**Exercise instructions**
Copy all the lines of the listing below exactly. Skip the images.

####

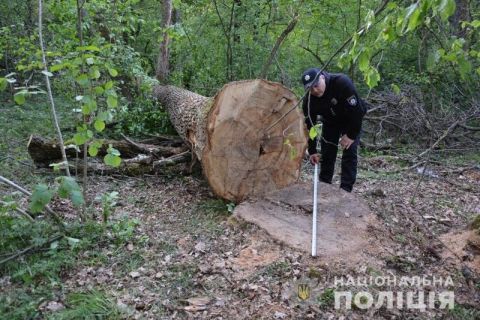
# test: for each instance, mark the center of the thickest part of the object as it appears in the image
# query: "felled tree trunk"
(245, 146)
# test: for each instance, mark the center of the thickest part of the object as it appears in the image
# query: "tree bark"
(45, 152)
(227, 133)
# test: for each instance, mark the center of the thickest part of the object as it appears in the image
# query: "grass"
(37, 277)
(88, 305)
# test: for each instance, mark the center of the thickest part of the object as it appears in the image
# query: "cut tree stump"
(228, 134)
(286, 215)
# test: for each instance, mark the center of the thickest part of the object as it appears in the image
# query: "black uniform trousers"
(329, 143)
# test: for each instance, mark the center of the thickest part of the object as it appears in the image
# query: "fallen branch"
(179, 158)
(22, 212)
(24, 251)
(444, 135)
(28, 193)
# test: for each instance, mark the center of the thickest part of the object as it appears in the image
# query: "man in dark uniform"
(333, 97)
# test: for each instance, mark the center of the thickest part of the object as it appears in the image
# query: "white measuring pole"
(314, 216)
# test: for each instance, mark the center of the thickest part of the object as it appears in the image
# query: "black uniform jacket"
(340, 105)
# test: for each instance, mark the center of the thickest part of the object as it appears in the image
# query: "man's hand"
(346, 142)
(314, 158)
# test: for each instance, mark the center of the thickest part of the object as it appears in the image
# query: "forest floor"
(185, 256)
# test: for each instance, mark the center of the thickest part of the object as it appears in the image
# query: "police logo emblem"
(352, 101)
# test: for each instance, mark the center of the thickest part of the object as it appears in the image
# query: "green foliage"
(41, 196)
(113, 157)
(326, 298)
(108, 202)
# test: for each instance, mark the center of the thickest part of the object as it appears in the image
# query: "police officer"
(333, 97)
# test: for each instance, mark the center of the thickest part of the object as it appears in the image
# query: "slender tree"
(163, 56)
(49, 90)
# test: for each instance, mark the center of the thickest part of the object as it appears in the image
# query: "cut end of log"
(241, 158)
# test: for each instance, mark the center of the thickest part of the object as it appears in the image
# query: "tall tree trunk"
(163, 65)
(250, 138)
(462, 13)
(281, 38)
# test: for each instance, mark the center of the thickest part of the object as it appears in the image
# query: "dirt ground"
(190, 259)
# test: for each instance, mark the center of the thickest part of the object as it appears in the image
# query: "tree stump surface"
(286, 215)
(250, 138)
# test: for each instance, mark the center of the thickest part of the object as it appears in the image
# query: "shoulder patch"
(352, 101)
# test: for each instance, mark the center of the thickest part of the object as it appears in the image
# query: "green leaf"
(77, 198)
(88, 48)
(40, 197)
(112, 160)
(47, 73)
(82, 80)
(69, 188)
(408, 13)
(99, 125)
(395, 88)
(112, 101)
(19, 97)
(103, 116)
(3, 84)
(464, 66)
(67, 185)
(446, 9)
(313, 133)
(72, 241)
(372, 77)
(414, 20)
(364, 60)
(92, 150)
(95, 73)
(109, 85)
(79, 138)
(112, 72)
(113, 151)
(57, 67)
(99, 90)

####

**Your solution**
# test: for each instance, mark the center of the thickest part of the object as it appears in the image
# query: "felled tree trunk"
(245, 146)
# test: for each instance, mark the center of the thickest part of the object as it appears in the image
# query: "tree bark"
(45, 152)
(227, 133)
# test: for each instance, mark the center of the thickest part of the object as it appears in the image
# query: "grass"
(37, 277)
(88, 305)
# test: for each instance, mark the center of the thickest part of the object as it appears in the image
# query: "cut tree stump"
(228, 134)
(286, 215)
# test: for each instance, mark the center of the thickest part of the object as it appears in the image
# query: "black uniform trousers"
(329, 143)
# test: for each instance, mark the center of the thickest part of the object as it appears in the image
# query: "fallen branch"
(179, 158)
(22, 212)
(24, 251)
(444, 135)
(28, 193)
# test: for each instance, mark the center of the thickest part of the object as it appears in the image
# query: "man in dark uniform"
(333, 97)
# test: for each instance, mark the center of the thickest part of the object as it appears in the image
# query: "white measuring pole"
(314, 216)
# test: for each instance, mark the center of the thickest part of the object as it appears in the image
# query: "black uniform jacket"
(340, 105)
# test: for each instance, mark the center of the thickest part of the object as it appears in the image
# query: "man's hand"
(346, 142)
(314, 158)
# test: for each instance, mark the center of the thickest part of the object as it appears in the image
# query: "forest floor"
(185, 256)
# test: for each instance, mark the center of the thickest part of the object as it appears in the image
# query: "police logo emblem"
(352, 101)
# test: for each instance, mark the center of the thickest part of the object as it appears in the image
# query: "green foliage"
(41, 196)
(113, 157)
(326, 298)
(108, 202)
# test: for each instance, mark the center of the thickest part of the object as it appears in the image
# query: "police officer"
(333, 97)
# test: for each instance, mark the center of the thickest part of the object as it appears in the image
# query: "slender tree"
(163, 56)
(49, 90)
# test: for each instance, mark the center of the thickest part of the object as it appears in the image
# query: "cut end of log"
(241, 158)
# test: for each instance, mark the center of the thickest part of the object as it appears in the image
# query: "tall tree trunk"
(163, 65)
(250, 138)
(462, 13)
(281, 38)
# test: for each instance, mark the center of the thickest part of the object as it appears in the image
# query: "dirt ground"
(190, 259)
# test: for each instance, mark the center of the thickest part of the object as it appears in the image
# query: "tree stump surface"
(286, 215)
(250, 138)
# test: for each instance, mark the center of the thickest part of the object as it appears in the image
# query: "shoulder patch"
(352, 101)
# test: for each instance, mark the center of the thickest part of the object as it appears in the image
# query: "green leaf"
(77, 198)
(88, 48)
(40, 197)
(112, 160)
(47, 73)
(82, 80)
(69, 188)
(408, 13)
(99, 125)
(395, 88)
(112, 101)
(19, 97)
(103, 116)
(3, 84)
(464, 66)
(67, 185)
(446, 9)
(313, 133)
(72, 241)
(372, 77)
(414, 20)
(364, 60)
(92, 150)
(95, 73)
(109, 85)
(79, 138)
(112, 72)
(113, 151)
(57, 67)
(99, 90)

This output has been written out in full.